Amelia LakrafiAmelia Lakrafi
Écrit par Sandra Camey
Publié le 15 juillet 2020, mis à jour le 16 juillet 2020

Amélia Lakrafi, députée de la 10e circonscription des Français de l’étranger, a lancé la Fédération Internationale des Bienfaisances et Entraides des Français résidant à l’étranger (FIBRE), un réseau pour soutenir ceux qui aident les expatriés à l’étranger. La députée nous évoque également son combat pour plus de justice et de soutien dans sa circonscription.
 



Pouvez-vous nous expliquer ce qu'est la Fédération Internationale des Bienfaisances et Entraides des Français résidant à l’étranger (FIBRE) ?

Cette fédération a été créée dans le but de fédérer les Organismes Locaux d’Entraide et Solidarité (OLES). Présents dans 119 pays, ce sont des associations de droits locaux gérées par des expatriés français, souvent des retraités, qui aident d’autres Français de l’étranger démunis. Les consulats leur réservent une ligne budgétaire mais cette aide n’est pas suffisante. Certains OLES ne savent pas remplir la demande pour l’obtenir.

▶ [VOTRE OBJECTIF]:
D'après l'entretien avec Amélia Lakrafi, dans combien de pays les Organismes Locaux d'Entraide et Solidarité (OLES) sont-ils présents ?

▶ [DONNÉES FOURNIES]:
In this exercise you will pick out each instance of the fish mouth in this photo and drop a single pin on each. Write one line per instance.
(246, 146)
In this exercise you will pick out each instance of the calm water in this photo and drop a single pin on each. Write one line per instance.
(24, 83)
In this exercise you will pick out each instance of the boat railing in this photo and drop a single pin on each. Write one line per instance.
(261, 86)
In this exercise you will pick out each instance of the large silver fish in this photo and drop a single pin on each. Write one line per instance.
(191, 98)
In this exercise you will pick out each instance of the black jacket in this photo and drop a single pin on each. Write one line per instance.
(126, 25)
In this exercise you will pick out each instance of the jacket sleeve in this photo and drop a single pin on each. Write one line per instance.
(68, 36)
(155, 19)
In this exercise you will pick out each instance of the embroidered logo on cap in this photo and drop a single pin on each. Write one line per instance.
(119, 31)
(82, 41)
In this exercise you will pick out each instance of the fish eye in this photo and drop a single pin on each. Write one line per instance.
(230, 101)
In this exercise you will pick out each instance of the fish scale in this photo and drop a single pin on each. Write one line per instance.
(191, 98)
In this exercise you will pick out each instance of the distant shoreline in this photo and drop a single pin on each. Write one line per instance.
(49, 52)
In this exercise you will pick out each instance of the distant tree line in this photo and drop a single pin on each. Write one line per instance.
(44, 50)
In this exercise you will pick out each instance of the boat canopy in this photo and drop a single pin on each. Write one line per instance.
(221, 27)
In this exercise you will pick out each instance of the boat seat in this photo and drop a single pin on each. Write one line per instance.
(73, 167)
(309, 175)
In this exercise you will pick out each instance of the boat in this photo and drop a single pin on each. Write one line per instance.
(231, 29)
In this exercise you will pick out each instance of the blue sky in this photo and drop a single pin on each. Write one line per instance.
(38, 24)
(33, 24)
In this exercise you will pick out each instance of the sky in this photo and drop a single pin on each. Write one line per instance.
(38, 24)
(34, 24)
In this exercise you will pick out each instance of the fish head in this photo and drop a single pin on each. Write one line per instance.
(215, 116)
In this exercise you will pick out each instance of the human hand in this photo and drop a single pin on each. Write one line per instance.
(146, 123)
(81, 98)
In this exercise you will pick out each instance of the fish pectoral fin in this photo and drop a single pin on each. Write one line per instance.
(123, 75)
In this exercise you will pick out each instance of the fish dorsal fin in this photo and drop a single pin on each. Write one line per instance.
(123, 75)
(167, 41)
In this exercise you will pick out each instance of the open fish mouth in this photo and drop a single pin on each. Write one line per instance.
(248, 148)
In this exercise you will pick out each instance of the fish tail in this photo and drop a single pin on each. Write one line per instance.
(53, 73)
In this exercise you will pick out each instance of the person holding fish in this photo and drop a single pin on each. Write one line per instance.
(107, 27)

* * *

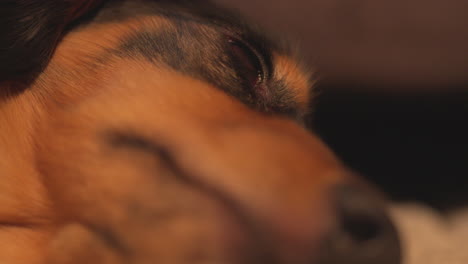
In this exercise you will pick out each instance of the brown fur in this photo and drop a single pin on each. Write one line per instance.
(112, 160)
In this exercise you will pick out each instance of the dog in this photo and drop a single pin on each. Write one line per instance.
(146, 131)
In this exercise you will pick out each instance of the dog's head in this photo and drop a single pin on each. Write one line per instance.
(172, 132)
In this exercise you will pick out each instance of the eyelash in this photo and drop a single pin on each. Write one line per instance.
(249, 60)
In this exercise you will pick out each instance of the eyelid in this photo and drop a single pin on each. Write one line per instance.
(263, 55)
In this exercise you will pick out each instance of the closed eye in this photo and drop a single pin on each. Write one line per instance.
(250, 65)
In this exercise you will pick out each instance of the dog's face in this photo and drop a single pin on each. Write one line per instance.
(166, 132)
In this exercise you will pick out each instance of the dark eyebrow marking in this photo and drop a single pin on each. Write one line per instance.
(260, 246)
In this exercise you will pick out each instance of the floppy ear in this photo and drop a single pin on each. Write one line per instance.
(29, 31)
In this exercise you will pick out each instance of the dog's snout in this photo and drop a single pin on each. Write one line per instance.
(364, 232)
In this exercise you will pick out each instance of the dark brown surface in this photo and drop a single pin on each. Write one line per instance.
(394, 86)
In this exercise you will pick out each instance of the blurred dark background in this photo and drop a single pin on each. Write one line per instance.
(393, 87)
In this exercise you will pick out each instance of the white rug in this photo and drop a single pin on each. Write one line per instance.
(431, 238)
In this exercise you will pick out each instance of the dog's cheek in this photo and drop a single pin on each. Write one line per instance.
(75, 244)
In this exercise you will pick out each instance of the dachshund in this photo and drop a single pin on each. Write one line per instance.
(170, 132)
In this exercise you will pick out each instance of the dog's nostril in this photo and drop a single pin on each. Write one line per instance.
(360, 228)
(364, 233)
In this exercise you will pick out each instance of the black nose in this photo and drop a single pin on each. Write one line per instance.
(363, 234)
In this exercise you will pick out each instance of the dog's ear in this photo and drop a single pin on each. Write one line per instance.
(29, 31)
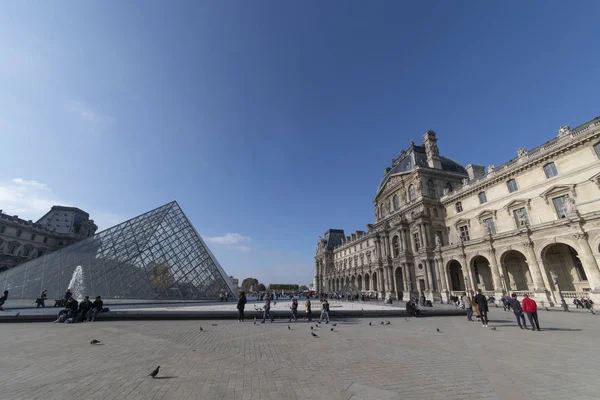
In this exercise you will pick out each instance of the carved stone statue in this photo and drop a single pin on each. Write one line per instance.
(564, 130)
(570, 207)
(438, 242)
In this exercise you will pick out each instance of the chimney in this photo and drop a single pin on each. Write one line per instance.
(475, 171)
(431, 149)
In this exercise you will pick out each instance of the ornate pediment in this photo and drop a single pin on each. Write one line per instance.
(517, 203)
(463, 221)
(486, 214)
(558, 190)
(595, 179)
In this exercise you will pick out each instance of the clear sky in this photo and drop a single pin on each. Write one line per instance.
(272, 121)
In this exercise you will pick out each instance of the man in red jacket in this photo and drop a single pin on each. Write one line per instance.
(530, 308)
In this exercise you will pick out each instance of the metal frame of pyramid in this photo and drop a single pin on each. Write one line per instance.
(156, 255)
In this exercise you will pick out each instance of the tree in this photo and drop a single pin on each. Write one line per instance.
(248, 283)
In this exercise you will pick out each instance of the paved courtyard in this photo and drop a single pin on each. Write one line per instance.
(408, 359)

...

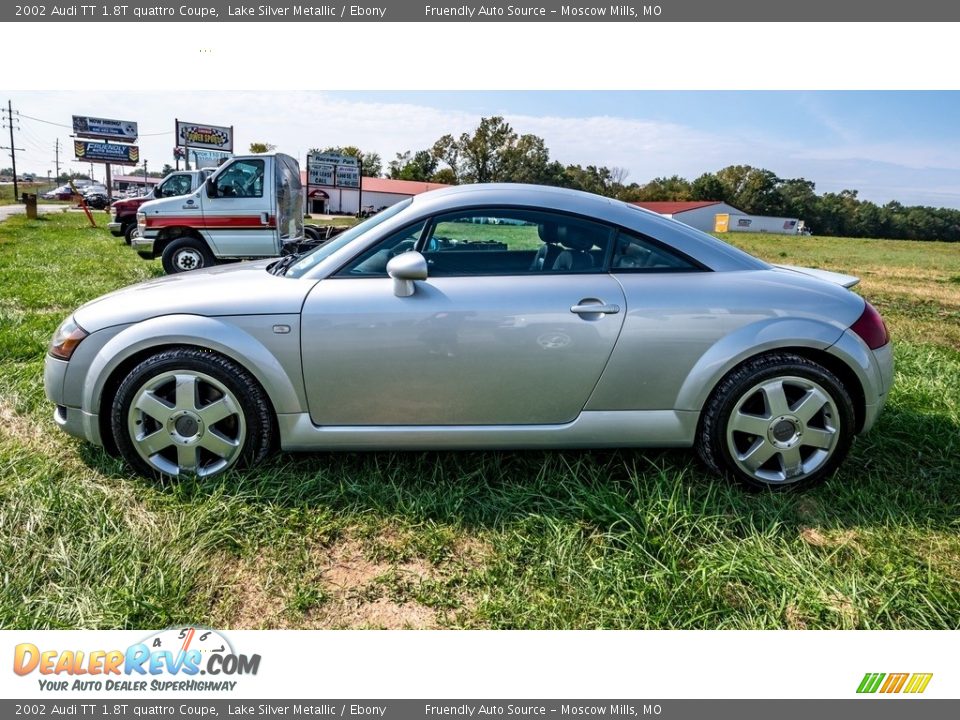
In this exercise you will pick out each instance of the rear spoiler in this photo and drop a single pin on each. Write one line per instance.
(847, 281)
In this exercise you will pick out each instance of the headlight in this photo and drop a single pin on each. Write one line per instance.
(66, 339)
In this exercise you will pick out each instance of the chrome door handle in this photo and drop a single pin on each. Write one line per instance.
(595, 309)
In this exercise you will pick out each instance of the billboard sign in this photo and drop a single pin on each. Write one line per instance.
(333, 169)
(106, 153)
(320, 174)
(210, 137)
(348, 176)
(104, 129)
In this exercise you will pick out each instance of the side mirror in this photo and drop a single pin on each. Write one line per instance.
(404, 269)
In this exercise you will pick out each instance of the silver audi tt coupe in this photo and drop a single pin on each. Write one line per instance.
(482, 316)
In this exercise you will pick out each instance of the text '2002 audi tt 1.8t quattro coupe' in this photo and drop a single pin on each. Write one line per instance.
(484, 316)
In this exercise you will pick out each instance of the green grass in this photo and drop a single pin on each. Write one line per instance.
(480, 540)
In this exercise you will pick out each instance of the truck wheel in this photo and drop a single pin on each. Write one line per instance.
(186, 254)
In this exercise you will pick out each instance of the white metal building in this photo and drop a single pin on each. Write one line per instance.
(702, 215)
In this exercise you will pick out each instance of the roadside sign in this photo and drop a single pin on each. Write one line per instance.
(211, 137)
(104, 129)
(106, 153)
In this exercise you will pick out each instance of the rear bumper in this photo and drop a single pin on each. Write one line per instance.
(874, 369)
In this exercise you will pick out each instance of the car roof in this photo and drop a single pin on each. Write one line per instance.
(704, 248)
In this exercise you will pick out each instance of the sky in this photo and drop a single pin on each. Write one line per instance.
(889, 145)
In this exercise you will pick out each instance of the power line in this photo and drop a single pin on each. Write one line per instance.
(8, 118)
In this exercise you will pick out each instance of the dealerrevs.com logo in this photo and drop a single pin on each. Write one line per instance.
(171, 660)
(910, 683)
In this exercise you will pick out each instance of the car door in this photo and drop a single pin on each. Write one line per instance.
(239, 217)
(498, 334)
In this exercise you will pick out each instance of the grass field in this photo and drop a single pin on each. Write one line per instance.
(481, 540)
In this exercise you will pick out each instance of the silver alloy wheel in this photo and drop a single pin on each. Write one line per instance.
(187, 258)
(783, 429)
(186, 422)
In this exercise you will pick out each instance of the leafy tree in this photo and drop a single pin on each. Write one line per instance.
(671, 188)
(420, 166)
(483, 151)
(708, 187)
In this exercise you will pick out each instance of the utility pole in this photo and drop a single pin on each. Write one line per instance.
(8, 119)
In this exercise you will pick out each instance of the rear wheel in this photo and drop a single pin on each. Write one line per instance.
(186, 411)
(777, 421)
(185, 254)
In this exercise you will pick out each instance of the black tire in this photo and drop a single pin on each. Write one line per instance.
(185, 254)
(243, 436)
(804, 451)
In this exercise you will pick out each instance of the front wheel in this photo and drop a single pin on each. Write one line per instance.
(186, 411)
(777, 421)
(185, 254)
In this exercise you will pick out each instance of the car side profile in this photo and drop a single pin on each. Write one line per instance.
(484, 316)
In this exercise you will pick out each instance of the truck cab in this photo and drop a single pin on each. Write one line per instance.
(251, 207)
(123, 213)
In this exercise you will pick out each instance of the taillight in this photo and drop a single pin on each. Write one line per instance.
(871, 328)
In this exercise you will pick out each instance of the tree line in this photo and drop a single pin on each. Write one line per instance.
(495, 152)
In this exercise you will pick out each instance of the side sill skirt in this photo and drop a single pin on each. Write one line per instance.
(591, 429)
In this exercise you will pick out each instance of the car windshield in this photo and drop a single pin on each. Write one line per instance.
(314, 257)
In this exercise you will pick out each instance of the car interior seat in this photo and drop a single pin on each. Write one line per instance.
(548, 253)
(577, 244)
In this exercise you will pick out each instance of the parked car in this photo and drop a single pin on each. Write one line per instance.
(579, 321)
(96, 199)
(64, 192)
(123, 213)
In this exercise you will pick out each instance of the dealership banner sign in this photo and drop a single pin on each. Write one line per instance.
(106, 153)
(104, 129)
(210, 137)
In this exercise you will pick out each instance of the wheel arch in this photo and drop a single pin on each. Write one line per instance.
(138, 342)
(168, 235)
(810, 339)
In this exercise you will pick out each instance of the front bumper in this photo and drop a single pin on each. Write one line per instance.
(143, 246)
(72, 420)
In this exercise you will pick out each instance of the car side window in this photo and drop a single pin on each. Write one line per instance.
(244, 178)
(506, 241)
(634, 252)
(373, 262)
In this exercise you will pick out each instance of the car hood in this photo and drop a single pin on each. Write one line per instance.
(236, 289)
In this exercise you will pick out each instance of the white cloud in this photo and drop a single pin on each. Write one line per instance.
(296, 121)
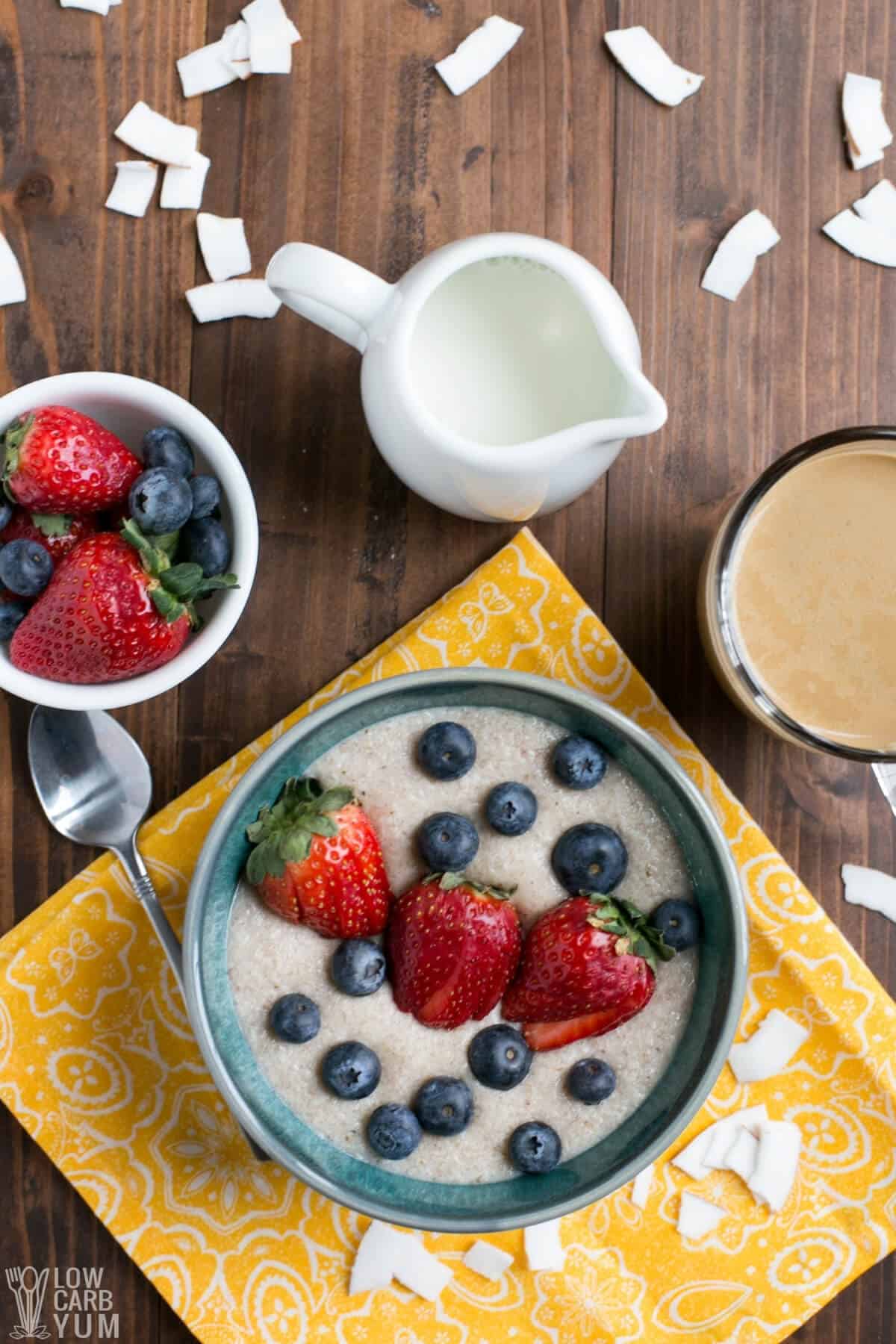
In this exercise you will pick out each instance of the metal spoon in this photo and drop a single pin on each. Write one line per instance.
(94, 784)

▶ [RÉPONSE RÉDIGÉE]:
Dans 119 pays.